[The request]
Quote each line of the entries below word for word, leaving out the pictures.

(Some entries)
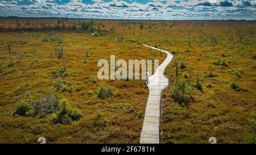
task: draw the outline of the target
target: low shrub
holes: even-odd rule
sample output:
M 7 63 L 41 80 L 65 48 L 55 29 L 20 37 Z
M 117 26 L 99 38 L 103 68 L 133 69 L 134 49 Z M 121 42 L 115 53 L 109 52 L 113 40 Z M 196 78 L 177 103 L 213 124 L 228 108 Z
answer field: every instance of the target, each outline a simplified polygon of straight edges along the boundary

[Reply to the exercise]
task: draw the outline of the target
target: low shrub
holes: even-odd rule
sample output:
M 7 63 L 41 80 L 65 48 L 55 29 L 20 37 Z
M 117 26 L 99 38 L 103 68 L 133 69 L 134 49 Z M 121 42 L 115 53 L 109 52 L 113 40 Z M 196 78 L 177 103 L 213 124 L 228 108 Z
answer field: every instance of the target, each outline a simplified polygon of straight edges along the boundary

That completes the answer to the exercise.